• **WHAT THE TASK ASKS**:
Write out the passage of the kubelogin documentation from "Kubelogin performs the" up to and including "for the password.".

• **TEXT TO READ**:
___

Note that this flow uses the redirect URI urn:ietf:wg:oauth:2.0:oob and some OIDC providers do not support it.

You can add extra parameters to the authentication request.

      - --oidc-auth-request-extra-params=ttl=86400

Resource owner password credentials grant flow

Kubelogin performs the resource owner password credentials grant flow when --grant-type=password or --username is set.

Note that most OIDC providers do not support this flow. Keycloak supports this flow but you need to explicitly enable the "Direct Access Grants" feature in the client settings.

You can set the username and password.

      - --username=USERNAME
      - --password=PASSWORD

If the password is not set, kubelogin will show the prompt for the password.

      - --username=USERNAME
% kubectl get pods
Password:

If the username is not set, kubelogin will show the prompt for the username and password.

___

• **DATASET CONTENT**:

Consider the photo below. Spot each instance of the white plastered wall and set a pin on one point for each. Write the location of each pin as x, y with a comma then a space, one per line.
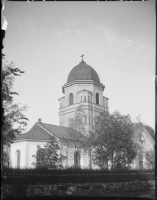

___

• **WRITTEN RESPONSE**:
Kubelogin performs the resource owner password credentials grant flow when --grant-type=password or --username is set.

Note that most OIDC providers do not support this flow. Keycloak supports this flow but you need to explicitly enable the "Direct Access Grants" feature in the client settings.

You can set the username and password.

      - --username=USERNAME
      - --password=PASSWORD

If the password is not set, kubelogin will show the prompt for the password.